◆ Task prompt
Reproduce the entries in full, with no changes.

-- Supplied data follows --

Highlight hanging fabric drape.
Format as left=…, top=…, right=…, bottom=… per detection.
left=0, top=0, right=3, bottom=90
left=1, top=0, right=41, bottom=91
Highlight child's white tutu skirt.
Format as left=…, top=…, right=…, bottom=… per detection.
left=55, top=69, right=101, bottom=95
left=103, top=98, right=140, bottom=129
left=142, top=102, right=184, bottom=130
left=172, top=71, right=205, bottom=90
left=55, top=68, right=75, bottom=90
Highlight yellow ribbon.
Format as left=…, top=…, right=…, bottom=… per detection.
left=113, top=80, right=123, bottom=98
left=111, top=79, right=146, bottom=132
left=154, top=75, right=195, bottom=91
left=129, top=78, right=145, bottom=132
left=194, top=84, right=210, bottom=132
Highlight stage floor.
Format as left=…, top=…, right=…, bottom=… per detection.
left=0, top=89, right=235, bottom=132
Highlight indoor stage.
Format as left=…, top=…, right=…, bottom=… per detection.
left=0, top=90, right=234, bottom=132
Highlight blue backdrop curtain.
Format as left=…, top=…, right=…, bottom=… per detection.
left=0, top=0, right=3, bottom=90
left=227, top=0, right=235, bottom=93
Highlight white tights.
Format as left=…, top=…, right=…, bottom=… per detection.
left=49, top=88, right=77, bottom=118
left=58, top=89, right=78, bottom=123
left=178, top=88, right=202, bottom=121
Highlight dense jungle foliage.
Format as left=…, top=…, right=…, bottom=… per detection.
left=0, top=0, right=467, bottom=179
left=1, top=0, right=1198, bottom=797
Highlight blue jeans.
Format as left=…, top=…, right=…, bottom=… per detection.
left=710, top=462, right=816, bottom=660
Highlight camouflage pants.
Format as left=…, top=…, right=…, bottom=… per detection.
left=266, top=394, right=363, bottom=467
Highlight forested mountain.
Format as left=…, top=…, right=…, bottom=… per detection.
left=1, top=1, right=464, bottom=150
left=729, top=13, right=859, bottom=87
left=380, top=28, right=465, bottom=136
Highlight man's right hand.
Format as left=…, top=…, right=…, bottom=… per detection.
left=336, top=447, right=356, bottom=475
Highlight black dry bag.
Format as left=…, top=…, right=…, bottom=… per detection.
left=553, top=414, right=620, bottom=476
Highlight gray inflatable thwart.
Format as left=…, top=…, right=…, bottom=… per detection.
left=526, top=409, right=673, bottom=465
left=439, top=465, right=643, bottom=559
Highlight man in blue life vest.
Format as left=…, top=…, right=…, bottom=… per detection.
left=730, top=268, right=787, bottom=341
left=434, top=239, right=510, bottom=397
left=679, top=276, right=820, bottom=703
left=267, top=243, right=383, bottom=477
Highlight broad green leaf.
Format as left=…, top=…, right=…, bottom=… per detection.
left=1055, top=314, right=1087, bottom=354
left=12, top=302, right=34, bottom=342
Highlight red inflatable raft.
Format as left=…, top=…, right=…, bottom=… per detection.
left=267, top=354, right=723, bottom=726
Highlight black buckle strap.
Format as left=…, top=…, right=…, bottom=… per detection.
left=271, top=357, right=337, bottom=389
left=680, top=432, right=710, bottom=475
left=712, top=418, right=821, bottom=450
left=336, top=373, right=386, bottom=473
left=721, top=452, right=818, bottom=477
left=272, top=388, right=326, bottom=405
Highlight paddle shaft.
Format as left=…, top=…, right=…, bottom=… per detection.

-- Supplied data concluded --

◆ Result for this exercise
Highlight hanging fabric drape.
Format as left=…, top=…, right=…, bottom=… per detection.
left=0, top=0, right=3, bottom=90
left=1, top=0, right=41, bottom=91
Highlight child's white tutu skirt.
Format as left=…, top=…, right=…, bottom=… per detection.
left=55, top=69, right=101, bottom=95
left=103, top=98, right=140, bottom=129
left=142, top=102, right=184, bottom=130
left=172, top=71, right=205, bottom=90
left=55, top=68, right=75, bottom=90
Highlight yellow ribbon.
Format as left=…, top=…, right=…, bottom=… per detection.
left=113, top=80, right=123, bottom=98
left=111, top=79, right=146, bottom=132
left=154, top=75, right=195, bottom=91
left=129, top=78, right=145, bottom=132
left=194, top=84, right=210, bottom=132
Highlight stage floor.
Format as left=…, top=…, right=…, bottom=… per detection.
left=0, top=89, right=235, bottom=132
Highlight indoor stage.
Format as left=…, top=…, right=…, bottom=… per detection.
left=0, top=90, right=234, bottom=132
Highlight blue backdrop curtain.
Format as left=…, top=…, right=…, bottom=… per detection.
left=0, top=0, right=3, bottom=90
left=227, top=0, right=235, bottom=93
Highlight white tights.
Format as left=…, top=…, right=…, bottom=… per detection.
left=49, top=88, right=77, bottom=118
left=58, top=89, right=78, bottom=123
left=178, top=88, right=202, bottom=121
Highlight dense jungle foliage.
Format as left=…, top=…, right=…, bottom=… per detection.
left=0, top=0, right=467, bottom=179
left=1, top=0, right=1198, bottom=797
Highlight blue jeans.
Format as left=…, top=…, right=…, bottom=… per detection.
left=710, top=462, right=816, bottom=660
Highlight camouflage pants.
Format as left=…, top=…, right=…, bottom=… per detection.
left=266, top=394, right=363, bottom=467
Highlight forested mountain.
Format as left=…, top=…, right=…, bottom=… per detection.
left=1, top=1, right=464, bottom=150
left=729, top=13, right=859, bottom=87
left=380, top=28, right=465, bottom=136
Highlight man's right hand.
Format as left=…, top=…, right=…, bottom=… per detection.
left=336, top=447, right=356, bottom=475
Highlight black dry bag.
Format as left=…, top=…, right=…, bottom=… per detection.
left=553, top=414, right=620, bottom=476
Highlight gray inflatable thwart.
Format as left=…, top=…, right=…, bottom=… per detection.
left=526, top=409, right=673, bottom=465
left=439, top=465, right=643, bottom=559
Highlight man in blue life vest.
Format as left=…, top=…, right=…, bottom=… per detection.
left=730, top=268, right=787, bottom=341
left=434, top=239, right=510, bottom=397
left=679, top=276, right=820, bottom=703
left=267, top=243, right=383, bottom=477
Highlight broad green leaf.
Format as left=…, top=…, right=…, bottom=… per detection.
left=1055, top=314, right=1087, bottom=354
left=12, top=302, right=34, bottom=342
Highlight red inflatable raft.
Format as left=…, top=…, right=…, bottom=… per detection.
left=267, top=354, right=723, bottom=726
Highlight black buckle strap.
Format as left=…, top=…, right=…, bottom=… per detection.
left=271, top=357, right=337, bottom=389
left=680, top=432, right=710, bottom=475
left=712, top=418, right=821, bottom=450
left=336, top=373, right=386, bottom=473
left=721, top=452, right=818, bottom=477
left=272, top=388, right=326, bottom=405
Highlight paddle shaft.
Format as left=…, top=…, right=…, bottom=… per detection.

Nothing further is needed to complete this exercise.